begin TEXT SHOWN

Why do we talk about P99 and P95 request latency?

What does Pn, also known as the nth percentile, mean? It is the value that n% of values in a distribution will be less than or equal to. In this blog, the distribution we’ll be talking about is request latency.

When we talk about a value being the P99 (or P95, or P<whatever>), that means that 99% of the time, requests finish in this time or less. More concretely, if the P99 request latency for your site is 1s, then 99% of requests take 1s or less.

Lets look at two diagrams, one for P50 and the other for P99, to see what this looks like. Latency is on the x-axis and request count on the y-axis. The P50 value is the value on the x-axis where if we colour everything under the curve to the left of it, we will colour in 50% of the area under the curve. Same for P99 or any other percentile.

end TEXT SHOWN
begin ENTRIES SHOWN

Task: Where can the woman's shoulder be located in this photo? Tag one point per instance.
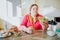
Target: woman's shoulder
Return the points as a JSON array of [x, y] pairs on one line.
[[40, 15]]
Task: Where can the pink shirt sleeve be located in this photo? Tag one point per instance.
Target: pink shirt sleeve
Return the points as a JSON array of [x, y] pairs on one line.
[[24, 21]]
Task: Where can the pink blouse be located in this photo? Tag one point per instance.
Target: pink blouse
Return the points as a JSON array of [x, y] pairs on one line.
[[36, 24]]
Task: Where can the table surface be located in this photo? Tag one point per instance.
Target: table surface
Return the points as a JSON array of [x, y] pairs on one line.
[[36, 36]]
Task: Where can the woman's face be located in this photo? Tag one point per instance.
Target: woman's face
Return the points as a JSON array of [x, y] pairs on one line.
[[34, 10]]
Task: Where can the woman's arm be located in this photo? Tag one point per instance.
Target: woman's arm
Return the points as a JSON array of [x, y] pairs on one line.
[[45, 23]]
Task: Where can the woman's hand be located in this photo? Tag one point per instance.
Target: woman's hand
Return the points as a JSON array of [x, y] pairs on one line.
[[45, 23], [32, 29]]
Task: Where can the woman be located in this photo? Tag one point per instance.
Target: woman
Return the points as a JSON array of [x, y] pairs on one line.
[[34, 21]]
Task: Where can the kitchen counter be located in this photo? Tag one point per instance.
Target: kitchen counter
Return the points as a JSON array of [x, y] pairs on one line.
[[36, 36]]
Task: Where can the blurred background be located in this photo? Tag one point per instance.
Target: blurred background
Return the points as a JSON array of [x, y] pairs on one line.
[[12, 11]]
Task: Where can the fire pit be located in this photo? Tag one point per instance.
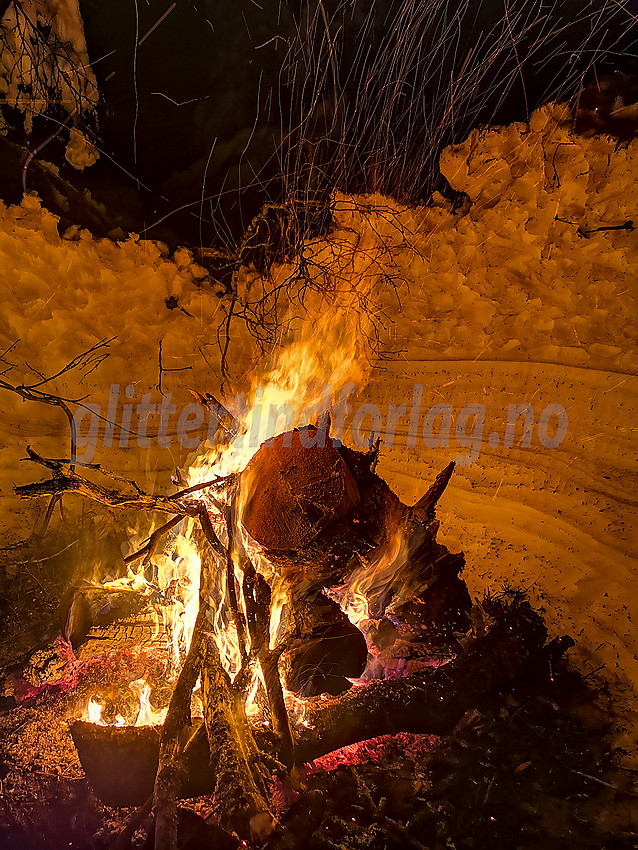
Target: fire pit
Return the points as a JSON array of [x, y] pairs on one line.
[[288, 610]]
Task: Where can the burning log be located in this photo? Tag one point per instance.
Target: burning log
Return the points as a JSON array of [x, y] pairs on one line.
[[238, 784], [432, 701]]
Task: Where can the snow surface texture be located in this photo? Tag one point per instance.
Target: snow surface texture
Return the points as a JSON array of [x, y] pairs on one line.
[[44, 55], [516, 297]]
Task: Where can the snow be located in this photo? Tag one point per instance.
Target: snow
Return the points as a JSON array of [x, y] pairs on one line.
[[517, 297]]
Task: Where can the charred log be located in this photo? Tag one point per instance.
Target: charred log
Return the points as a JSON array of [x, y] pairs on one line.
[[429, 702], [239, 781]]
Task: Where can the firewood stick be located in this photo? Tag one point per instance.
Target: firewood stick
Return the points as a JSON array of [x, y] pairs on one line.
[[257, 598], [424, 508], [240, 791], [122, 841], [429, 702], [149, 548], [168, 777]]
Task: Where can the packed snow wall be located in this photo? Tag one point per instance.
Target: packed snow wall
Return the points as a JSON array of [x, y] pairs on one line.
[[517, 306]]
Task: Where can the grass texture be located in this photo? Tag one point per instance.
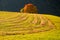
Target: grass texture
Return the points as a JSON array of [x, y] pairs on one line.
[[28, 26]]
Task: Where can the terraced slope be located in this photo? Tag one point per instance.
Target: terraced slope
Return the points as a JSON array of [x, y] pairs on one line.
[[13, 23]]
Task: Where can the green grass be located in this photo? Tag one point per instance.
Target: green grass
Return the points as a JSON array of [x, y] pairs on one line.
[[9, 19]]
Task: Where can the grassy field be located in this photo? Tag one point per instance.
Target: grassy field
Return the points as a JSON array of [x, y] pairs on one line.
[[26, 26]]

end ENTRIES SHOWN
begin ENTRIES SHOWN

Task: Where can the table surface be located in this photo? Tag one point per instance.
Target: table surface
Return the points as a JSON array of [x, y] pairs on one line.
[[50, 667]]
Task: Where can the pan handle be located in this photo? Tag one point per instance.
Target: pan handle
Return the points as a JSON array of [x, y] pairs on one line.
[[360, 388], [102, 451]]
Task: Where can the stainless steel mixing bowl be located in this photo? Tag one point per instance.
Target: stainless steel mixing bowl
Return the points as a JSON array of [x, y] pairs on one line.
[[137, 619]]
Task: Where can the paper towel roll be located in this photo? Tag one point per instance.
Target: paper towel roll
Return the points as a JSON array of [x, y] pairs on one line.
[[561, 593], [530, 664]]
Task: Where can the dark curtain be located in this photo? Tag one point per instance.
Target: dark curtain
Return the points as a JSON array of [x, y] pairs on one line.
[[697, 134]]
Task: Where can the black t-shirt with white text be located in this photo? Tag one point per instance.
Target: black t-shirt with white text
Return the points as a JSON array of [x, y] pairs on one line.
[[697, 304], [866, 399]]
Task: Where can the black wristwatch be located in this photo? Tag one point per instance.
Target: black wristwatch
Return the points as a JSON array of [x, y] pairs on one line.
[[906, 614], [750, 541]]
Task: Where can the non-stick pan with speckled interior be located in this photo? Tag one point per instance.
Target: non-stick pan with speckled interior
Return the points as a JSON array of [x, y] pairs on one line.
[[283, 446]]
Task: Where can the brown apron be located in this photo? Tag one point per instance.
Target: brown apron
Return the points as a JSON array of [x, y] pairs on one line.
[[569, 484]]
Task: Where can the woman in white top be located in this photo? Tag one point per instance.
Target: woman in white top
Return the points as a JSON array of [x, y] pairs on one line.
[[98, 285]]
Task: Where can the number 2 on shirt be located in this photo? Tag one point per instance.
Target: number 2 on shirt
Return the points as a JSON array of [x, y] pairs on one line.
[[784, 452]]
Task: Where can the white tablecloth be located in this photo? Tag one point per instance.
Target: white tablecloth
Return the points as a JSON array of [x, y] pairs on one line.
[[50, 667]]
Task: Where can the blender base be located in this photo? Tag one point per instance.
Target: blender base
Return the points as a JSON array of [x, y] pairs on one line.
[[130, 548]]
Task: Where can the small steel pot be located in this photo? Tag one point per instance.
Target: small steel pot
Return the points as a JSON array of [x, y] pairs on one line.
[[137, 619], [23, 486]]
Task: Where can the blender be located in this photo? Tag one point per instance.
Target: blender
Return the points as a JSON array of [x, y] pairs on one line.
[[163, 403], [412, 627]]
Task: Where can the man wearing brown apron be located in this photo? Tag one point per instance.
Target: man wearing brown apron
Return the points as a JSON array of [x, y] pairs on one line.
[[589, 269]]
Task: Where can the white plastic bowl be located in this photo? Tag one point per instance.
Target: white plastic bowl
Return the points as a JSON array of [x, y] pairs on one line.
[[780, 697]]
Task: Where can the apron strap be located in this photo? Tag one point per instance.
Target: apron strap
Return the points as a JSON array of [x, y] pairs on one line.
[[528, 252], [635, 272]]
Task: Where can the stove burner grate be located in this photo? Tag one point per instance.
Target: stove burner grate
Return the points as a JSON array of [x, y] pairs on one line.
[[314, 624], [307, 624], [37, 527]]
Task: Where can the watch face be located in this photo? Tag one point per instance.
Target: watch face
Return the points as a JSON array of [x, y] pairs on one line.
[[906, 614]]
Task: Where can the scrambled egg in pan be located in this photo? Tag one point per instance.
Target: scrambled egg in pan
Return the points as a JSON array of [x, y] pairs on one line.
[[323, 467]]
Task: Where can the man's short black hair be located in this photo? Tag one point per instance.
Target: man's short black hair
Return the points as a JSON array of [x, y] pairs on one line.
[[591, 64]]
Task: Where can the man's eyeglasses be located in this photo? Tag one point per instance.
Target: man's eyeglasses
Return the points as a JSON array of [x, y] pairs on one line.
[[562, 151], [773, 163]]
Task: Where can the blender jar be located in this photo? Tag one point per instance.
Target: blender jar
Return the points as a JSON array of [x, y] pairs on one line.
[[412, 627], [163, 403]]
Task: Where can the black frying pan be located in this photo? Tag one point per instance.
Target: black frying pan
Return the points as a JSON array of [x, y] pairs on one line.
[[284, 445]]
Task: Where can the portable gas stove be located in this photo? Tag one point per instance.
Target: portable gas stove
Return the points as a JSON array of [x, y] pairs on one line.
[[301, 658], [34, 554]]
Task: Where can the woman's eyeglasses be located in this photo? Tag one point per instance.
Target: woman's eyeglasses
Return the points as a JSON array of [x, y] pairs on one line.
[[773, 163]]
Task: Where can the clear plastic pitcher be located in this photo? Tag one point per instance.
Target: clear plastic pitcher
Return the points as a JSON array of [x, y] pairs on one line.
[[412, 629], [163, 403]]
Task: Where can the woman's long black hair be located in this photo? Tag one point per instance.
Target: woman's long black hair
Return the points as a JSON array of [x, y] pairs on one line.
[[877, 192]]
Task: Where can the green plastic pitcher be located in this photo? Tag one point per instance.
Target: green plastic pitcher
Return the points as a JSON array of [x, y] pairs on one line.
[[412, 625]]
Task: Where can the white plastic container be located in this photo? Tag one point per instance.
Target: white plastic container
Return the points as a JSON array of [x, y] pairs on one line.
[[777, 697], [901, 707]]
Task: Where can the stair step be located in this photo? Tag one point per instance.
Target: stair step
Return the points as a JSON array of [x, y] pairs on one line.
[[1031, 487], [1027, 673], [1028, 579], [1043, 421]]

end ENTRIES SHOWN

JOBS:
[A] List every percentile that the passage on request latency names with a specific number, giving each one only once.
[B] Continue the passage on request latency percentiles from its last sentence.
The items play no part in what is asked here.

EXERCISE RESULTS:
[A] P99, P95, P50

[B]
Why do we talk about P99 or P95? The median, P50, is good enough for housing prices, why isn’t it good enough for request latency or other timing related metrics? The key is scale: Your site is likely receiving more requests per day (or maybe even per hour or second) than there are houses on sale. So, if we talk about P50 request latency, there is only a 50% chance that requests take less than that amount of time - there will be a lot of customers for whom it takes longer to load the site. Google have a paper where they dive into this called “The Tail at Scale”.¹ One of the key takeaways from this is that when there are a lot of events, even low probability outcomes happen a lot in absolute terms.

Another factor is that the probability of multiple requests all being less than or equal to some percentile becomes deminishingly small. This is due to the way that probabilities combine. If your P50 request latency is 200ms and it takes 5 requests, all running in parallel, to load the page. What is the probability that it will load in 200ms?

0.5⁵ = 0.031 = 3.1%

Only 3.1% of page loads will happen in under 200ms! That means only a very small proportion of your customers will have this experience. What about if we looked at the P95 request latency?

0.95⁵ = 0.774 = 77.4%

When we talk about the P95, we’re now talking about the experience of most of our customers - 77.4% is much more representative than 3.1%. As more requests (or more generally, events) are included, the probability of them all being under our chosen percentile becomes less and less due to that combination of probabilities.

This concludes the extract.